Copy verbatim the portion of the "Ade!" post below, starting with "In German-speaking Switzerland, they" and going on through "the French sense.".

Reading passage
•••
Ade!

In German-speaking Switzerland, they don’t say goodbye as you might expect. I was all ready with my limited vocabulary including ‘auf wiedersehen’ or even ‘tschüss’ but it turns out that around here they just say ‘ade’ (ah-day). It’s an adaptation of ‘adieu’, but without the finality of the French sense.

I’ve been feeling a strange mix of emotions this week. One minute it’s like time has stopped, and I’m happily living in the present. Then it’s like things are going too fast, and I feel anxious and unsettled. The next moment feels like forever, like things are dragging on and I will never get anywhere. It’s a little depressing. The news doesn’t help.

If you could read my mind love, what a tale my thoughts could tell…

This week Canada lost an icon. Gordon Lightfoot’s music was a big part of my youth. He was a folksinger and a poet whose lyrics captured some essence of what it is to be Canadian. Gord’s fine tenor was a backdrop to so many memories for me. I’m not sure when I last saw him in concert but it was very long ago in Toronto, either at Massey Hall or Ontario Place. He was from Orillia, a small town just north of where I grew up.
•••
Entries supplied

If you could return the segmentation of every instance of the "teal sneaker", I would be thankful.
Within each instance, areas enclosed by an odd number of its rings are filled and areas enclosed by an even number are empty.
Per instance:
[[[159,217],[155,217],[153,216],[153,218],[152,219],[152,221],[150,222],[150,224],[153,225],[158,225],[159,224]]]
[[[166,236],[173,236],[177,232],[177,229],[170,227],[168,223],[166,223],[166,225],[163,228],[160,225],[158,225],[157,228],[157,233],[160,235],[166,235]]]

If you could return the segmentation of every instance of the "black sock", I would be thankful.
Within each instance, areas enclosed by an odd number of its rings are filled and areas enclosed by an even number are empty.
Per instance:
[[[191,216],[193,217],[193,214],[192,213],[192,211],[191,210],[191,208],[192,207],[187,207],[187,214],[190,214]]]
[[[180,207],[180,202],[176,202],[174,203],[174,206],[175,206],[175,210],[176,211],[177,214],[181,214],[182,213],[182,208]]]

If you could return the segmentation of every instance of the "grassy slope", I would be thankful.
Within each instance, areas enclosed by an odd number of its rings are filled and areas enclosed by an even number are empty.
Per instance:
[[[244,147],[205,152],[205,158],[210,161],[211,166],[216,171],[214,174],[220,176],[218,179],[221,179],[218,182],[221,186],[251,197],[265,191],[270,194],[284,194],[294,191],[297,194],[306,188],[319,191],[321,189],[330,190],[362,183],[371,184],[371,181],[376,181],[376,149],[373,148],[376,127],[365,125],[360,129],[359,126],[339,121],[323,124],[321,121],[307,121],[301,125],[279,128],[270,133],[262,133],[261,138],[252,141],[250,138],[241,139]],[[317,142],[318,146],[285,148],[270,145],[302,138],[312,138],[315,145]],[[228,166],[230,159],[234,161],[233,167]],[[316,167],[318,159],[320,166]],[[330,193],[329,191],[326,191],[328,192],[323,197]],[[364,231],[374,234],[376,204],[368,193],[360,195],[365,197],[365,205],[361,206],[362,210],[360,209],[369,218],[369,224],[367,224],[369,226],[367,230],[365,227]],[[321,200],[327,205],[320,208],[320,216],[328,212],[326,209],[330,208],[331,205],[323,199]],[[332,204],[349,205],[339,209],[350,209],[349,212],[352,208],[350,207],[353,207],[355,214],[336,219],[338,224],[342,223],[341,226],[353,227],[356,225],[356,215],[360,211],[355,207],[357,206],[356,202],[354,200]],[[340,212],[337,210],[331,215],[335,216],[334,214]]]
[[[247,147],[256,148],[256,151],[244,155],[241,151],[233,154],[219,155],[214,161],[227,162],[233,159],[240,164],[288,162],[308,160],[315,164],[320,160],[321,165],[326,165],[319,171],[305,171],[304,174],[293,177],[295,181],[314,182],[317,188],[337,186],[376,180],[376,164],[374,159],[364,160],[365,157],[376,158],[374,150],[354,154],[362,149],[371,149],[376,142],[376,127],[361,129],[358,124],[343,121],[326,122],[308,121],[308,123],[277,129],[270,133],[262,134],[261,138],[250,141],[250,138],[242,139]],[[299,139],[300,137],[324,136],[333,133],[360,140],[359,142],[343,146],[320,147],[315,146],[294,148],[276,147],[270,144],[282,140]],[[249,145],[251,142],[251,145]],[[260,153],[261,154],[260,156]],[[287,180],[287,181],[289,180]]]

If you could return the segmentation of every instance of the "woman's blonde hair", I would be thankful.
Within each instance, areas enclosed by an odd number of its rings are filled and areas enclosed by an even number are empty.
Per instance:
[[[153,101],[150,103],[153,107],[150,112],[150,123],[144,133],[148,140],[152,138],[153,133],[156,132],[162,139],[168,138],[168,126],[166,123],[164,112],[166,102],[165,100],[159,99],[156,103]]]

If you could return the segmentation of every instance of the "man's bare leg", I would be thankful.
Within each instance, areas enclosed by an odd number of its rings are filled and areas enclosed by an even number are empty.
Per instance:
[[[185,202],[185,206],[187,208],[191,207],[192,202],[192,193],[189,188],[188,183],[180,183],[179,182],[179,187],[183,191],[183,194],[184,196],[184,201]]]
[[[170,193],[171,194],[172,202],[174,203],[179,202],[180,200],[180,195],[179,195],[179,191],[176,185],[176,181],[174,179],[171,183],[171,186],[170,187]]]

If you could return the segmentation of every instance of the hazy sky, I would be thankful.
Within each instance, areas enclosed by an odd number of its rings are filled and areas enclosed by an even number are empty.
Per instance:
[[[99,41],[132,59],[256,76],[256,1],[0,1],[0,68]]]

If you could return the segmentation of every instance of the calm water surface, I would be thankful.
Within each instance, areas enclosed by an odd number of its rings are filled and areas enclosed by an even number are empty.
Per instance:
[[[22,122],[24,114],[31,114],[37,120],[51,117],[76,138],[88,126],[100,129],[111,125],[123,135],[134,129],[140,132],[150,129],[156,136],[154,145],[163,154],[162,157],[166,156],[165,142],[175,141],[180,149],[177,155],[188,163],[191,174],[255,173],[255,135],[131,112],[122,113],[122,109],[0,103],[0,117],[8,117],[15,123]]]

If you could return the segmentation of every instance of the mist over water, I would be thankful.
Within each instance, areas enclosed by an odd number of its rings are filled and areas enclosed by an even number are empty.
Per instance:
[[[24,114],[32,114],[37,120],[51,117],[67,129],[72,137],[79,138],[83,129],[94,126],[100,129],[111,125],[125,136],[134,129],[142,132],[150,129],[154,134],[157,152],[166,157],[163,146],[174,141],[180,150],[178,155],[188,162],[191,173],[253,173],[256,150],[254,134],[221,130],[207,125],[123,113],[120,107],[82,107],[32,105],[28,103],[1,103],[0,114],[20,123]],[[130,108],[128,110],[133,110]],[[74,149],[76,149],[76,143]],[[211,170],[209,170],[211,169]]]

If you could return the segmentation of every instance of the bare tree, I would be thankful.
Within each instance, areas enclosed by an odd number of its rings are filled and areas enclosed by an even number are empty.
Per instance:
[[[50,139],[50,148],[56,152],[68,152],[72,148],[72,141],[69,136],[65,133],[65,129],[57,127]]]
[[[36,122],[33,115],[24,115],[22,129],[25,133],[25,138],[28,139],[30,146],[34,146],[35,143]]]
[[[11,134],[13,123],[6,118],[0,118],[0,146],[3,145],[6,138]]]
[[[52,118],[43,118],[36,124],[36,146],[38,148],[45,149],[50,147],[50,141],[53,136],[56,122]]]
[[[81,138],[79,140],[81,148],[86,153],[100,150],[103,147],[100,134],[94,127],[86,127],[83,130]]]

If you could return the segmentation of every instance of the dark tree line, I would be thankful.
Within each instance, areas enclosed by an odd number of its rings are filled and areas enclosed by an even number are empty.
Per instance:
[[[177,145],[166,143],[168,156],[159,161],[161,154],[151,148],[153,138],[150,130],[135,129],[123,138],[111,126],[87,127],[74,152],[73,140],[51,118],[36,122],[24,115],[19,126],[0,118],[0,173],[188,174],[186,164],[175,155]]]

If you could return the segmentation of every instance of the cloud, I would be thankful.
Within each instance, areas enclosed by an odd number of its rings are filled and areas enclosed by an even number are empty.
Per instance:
•••
Answer to this problem
In German-speaking Switzerland, they don’t say goodbye as you might expect. I was all ready with my limited vocabulary including ‘auf wiedersehen’ or even ‘tschüss’ but it turns out that around here they just say ‘ade’ (ah-day). It’s an adaptation of ‘adieu’, but without the finality of the French sense.